Your goal: Count the lines in the listing below that contain the word "wooden", and reply with that number alone.

Raw records:
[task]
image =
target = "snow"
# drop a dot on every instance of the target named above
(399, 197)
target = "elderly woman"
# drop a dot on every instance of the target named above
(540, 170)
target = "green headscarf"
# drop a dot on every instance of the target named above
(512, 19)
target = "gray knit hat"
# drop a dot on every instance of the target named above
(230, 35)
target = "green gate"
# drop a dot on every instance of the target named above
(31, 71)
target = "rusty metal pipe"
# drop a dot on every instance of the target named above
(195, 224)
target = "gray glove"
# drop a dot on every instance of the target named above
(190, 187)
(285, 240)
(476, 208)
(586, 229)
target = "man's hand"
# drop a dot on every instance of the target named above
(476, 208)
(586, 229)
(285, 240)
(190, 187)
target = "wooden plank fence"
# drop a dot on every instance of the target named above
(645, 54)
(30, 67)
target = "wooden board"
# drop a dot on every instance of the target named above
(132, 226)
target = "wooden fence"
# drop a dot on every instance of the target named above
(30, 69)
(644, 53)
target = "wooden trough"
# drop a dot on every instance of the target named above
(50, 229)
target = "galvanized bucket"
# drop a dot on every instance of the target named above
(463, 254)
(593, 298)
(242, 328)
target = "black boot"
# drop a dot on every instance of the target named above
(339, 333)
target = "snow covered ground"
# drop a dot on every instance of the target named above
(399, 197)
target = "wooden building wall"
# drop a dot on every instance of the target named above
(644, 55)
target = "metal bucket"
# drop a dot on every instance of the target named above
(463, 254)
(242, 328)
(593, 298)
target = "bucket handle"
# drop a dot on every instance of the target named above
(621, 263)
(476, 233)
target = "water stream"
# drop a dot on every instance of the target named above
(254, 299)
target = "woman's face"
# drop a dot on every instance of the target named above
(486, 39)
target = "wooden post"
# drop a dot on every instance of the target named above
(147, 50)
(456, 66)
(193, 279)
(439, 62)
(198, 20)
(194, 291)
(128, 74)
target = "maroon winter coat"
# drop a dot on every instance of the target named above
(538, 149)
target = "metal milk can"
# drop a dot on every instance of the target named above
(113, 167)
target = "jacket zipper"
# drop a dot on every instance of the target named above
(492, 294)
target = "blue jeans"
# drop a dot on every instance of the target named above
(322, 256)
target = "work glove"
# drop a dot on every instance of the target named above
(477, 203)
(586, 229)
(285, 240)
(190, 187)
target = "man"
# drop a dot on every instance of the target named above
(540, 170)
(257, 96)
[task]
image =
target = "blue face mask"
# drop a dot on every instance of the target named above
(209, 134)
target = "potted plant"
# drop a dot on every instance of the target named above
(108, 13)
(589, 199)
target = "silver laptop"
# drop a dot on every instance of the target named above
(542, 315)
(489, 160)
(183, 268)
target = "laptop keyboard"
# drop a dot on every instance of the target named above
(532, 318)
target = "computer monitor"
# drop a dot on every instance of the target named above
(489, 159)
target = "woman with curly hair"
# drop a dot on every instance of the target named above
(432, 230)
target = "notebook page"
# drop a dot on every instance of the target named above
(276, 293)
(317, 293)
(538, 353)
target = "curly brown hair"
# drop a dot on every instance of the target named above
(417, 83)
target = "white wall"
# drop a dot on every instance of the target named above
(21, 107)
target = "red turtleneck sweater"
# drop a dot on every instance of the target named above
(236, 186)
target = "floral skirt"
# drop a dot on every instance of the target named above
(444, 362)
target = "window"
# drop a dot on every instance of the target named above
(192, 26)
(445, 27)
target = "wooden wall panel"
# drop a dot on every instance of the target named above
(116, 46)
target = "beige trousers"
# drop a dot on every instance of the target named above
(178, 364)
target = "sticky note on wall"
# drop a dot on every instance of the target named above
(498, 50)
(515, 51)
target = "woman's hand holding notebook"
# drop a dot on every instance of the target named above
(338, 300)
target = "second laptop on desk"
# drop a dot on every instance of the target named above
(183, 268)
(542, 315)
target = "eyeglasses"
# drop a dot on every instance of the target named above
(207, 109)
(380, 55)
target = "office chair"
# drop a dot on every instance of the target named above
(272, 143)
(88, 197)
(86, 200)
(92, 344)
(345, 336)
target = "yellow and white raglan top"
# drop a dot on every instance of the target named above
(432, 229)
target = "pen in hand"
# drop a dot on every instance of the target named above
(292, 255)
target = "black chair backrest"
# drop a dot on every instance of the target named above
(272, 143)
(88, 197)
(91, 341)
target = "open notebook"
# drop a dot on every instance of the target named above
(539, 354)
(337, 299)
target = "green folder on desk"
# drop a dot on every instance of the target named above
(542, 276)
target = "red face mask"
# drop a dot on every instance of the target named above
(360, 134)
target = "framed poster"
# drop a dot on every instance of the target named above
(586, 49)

---

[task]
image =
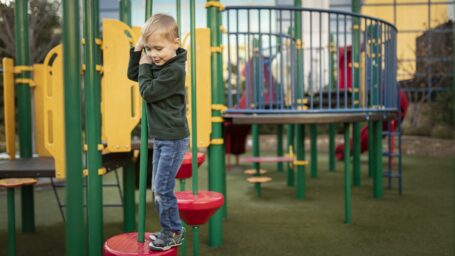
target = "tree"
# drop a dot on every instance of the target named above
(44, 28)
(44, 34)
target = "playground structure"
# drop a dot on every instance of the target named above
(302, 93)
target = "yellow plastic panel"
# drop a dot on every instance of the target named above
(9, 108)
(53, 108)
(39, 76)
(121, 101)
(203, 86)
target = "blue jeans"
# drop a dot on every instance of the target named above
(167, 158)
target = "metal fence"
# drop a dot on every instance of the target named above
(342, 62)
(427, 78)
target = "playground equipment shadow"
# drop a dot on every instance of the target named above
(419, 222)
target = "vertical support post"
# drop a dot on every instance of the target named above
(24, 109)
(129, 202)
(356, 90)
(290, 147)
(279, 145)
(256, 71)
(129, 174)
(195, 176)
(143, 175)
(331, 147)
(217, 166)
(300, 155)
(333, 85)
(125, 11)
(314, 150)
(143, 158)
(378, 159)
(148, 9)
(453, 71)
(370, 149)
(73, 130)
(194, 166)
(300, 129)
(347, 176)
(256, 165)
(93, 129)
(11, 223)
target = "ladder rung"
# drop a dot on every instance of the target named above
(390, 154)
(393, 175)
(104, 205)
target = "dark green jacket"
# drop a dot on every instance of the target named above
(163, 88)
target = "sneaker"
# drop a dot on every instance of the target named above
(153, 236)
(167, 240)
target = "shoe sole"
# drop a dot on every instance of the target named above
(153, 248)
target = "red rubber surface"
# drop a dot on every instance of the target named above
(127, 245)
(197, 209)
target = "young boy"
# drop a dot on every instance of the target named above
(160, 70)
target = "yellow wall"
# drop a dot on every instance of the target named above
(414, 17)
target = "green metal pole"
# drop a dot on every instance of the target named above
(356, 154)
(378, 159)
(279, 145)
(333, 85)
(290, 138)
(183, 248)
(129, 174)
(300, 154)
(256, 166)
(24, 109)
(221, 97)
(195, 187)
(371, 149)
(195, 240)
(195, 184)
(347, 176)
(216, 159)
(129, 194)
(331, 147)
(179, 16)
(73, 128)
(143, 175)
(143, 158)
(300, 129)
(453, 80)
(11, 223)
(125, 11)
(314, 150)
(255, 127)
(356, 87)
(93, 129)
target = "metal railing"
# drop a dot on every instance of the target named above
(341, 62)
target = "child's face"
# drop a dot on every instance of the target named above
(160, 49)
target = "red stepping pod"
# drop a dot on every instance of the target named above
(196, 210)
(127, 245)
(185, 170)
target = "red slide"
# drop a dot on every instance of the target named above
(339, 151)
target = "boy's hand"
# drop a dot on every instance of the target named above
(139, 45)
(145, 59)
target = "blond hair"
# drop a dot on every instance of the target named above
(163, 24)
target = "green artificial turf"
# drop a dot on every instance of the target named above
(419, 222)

Response for this exercise: 7